### AIM OF THE EXERCISE
Pick up the Alfred Marks biography below after its last sentence and continue it.

Alfred Edward Marks OBE (born Alfred Edward Touchinsky; 28 January 19211 July 1996) was a British actor and comedian. In his 60-year career, he played dramatic and comedy roles in numerous television programmes, stage shows and films. His self-titled television sketch show ran from 1956 to 1961.

Biography
Marks was born as Alfred Edward Touchinsky in Holborn, London, to Polish Jewish parents. He left Bell Lane School at 14 and started in entertainment at the Windmill Theatre. He then served in the RAF as a Flight Sergeant in the Middle East where he arranged concerts for servicemen. He also worked as an auctioneer and engineer.

He started in variety at the Kilburn Empire in 1946, and his stage appearances included The Sunshine Boys and Fiddler on the Roof. He also did comedy work with Peter Sellers and Harry Secombe which later led to the formation (along with writer Spike Milligan) of The Goon Show, though Marks did not become a member.

His films included The Frightened City, Scream and Scream Again and Our Miss Fred. His television show, Alfred Marks Time, ran for 6 years on ITV. He compered Sunday Night at the London Palladium and in 1966 he appeared as a narrator in five episodes of the BBC children's television show Jackanory. Marks also appeared in numerous other television programmes including The Good Old Days, The Sweeney, Blankety Blank, The Marti Caine Show, The Two Ronnies, The Generation Game, Lovejoy, Minder, Parkinson, The All New Alexei Sayle Show, The Persuaders! amongst others.

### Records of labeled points
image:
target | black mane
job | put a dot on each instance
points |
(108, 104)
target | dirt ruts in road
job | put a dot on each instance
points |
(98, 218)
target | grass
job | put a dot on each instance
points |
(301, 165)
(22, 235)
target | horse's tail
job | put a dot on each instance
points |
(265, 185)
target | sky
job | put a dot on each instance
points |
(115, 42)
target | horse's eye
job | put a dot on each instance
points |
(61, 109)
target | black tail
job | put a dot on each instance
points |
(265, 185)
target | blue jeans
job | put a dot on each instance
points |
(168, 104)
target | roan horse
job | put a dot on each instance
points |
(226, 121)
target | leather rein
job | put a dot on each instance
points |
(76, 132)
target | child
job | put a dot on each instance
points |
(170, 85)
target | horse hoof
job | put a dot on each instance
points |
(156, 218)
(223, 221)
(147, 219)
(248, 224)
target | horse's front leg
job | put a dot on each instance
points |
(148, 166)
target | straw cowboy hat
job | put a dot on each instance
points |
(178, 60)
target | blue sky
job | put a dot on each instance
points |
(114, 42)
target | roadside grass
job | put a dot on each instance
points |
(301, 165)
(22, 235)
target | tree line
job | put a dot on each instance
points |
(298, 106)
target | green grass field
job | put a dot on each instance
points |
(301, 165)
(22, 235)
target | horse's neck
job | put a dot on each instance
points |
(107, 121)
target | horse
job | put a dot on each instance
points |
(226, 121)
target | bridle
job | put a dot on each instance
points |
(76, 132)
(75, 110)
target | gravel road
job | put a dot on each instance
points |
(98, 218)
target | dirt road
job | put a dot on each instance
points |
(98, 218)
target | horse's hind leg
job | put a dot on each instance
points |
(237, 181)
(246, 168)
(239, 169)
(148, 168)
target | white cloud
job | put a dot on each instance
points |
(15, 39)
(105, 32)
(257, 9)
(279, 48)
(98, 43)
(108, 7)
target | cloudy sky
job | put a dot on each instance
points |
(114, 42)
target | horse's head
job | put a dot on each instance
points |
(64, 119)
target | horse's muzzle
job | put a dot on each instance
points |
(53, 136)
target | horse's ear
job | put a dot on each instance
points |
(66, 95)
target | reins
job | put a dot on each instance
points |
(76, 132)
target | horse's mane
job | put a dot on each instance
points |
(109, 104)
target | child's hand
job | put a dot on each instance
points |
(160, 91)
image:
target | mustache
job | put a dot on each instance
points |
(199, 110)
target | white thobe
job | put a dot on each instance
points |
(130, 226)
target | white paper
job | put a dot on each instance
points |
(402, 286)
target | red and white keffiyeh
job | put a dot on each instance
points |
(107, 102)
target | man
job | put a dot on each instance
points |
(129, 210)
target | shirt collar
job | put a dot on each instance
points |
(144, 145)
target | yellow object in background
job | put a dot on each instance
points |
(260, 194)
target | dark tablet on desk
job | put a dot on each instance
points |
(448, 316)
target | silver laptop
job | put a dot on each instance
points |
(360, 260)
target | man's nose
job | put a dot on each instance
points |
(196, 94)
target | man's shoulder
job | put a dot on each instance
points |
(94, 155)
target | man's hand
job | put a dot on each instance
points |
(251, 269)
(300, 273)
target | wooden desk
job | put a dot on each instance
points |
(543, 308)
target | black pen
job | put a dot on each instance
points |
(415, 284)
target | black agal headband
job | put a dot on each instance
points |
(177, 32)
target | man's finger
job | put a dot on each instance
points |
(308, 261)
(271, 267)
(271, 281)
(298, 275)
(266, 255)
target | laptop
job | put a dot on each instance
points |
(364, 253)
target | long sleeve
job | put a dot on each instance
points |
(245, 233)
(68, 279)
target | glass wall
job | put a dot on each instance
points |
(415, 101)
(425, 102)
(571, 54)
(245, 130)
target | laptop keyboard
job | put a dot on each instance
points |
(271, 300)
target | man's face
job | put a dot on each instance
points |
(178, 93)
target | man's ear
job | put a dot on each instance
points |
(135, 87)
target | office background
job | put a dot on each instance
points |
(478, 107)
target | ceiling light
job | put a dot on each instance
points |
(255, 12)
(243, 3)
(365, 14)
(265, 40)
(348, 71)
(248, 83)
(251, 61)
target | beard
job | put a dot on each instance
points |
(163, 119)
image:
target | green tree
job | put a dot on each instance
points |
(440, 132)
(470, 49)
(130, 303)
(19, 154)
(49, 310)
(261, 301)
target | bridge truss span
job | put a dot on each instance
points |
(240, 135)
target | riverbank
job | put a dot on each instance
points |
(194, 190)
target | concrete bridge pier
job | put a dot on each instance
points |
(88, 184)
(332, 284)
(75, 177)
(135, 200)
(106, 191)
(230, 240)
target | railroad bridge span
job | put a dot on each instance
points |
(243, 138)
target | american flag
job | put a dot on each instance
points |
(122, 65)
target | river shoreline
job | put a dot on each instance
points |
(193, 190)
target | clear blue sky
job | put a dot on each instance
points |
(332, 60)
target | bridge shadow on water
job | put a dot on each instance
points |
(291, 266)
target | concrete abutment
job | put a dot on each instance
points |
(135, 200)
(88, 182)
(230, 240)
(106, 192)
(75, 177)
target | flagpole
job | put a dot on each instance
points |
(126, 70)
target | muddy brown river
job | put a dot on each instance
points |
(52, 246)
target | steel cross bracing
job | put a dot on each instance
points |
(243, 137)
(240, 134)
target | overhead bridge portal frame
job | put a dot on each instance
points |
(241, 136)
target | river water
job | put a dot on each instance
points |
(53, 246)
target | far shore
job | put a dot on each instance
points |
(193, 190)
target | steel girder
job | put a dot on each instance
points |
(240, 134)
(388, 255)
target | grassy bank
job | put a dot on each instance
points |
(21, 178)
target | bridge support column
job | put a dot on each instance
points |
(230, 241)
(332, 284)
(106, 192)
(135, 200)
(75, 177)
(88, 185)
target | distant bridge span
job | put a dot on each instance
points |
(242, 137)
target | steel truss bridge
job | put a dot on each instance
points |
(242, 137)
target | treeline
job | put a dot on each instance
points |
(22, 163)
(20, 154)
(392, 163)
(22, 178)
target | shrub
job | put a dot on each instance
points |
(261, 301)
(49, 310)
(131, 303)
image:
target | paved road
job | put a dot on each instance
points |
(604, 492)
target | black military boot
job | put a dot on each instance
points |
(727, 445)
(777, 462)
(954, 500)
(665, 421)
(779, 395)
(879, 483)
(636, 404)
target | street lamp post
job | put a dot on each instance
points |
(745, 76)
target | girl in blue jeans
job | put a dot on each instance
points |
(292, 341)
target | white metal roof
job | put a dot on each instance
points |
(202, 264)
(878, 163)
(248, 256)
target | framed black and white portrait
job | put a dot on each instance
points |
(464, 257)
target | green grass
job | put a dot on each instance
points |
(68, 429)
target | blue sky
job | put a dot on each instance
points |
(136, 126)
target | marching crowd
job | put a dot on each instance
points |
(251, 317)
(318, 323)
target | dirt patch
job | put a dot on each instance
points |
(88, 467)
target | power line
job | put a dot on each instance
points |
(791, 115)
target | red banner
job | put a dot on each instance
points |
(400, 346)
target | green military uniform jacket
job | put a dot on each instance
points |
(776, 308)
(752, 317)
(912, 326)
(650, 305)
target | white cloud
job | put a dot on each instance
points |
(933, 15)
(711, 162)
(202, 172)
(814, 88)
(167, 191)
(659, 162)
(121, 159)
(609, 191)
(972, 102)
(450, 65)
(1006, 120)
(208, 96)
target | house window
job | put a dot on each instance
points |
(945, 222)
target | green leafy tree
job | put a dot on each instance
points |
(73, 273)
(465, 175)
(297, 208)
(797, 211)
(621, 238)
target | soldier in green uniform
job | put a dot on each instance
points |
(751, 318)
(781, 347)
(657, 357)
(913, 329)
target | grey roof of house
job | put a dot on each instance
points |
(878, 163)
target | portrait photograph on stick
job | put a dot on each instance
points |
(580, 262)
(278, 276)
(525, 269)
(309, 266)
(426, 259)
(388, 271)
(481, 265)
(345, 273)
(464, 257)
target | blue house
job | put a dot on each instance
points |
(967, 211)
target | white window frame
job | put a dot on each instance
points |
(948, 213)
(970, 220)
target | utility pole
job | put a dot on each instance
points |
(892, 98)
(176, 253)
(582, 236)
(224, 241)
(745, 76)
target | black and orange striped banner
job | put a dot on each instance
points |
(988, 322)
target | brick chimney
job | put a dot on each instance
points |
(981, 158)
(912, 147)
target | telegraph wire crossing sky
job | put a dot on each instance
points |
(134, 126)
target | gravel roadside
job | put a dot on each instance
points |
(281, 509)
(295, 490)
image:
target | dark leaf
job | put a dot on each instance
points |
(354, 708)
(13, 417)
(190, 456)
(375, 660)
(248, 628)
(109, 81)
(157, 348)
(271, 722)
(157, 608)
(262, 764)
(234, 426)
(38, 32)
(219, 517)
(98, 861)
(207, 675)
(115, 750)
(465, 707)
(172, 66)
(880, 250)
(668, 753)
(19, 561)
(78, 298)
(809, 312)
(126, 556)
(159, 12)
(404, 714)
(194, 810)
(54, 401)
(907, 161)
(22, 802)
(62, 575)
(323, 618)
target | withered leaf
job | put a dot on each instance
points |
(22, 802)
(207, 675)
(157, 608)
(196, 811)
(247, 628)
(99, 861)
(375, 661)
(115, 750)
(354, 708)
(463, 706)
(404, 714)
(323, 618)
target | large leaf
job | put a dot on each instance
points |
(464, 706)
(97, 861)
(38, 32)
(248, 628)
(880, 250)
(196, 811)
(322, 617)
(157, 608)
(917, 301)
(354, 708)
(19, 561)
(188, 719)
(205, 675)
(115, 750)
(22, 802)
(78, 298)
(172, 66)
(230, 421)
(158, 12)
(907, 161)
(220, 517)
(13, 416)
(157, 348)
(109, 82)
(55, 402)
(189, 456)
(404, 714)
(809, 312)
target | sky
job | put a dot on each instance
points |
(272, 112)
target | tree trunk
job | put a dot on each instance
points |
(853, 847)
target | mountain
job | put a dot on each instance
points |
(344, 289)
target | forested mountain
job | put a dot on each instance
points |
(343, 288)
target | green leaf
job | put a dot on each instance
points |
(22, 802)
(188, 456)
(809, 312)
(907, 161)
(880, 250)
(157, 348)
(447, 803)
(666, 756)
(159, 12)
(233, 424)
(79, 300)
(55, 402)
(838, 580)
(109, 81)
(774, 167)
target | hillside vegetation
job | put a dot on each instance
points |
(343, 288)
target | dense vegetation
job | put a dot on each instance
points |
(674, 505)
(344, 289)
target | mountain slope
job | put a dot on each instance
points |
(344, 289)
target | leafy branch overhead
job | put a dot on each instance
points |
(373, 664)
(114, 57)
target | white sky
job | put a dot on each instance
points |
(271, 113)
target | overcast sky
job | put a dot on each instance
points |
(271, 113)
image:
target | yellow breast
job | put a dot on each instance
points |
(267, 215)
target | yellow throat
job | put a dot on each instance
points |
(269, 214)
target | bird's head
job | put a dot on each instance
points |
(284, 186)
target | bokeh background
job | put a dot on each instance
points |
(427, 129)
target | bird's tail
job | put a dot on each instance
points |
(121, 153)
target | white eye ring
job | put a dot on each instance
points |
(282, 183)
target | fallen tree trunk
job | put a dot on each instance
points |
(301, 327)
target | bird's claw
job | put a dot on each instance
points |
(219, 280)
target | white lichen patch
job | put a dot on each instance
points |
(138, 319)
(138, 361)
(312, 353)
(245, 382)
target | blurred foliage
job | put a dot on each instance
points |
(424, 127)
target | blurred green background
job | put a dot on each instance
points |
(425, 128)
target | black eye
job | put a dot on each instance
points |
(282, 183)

### FINAL RESULT
In 1965 he appeared in Bill Naughton's Spring & Port Wine at the Mermaid Theatre, London, playing Rafe, and in 1967, he toured Australia for J. C. Williamson Theatres in that play  In 1968, he played the lead in The Young Visiters, a musical version of the turn of the 20th century Daisy Ashford novel (written when she was nine and published as submitted by her with the spelling errors) at the Piccadilly Theatre in London. When he was the subject of This Is Your Life in December 1971, he was surprised by Eamonn Andrews at London's Garrick Theatre. Marks was a fine bass-baritone and appeared regularly on the BBC TV series 'The Good Old Days'. One of his most memorable renditions was of Kipling's 'The Road to Mandalay', in the version made famous by Peter Dawson. He appeared as "Wilfred Shadbolt" in a video production of the Gilbert and Sullivan opera The Yeomen of the Guard in 1982.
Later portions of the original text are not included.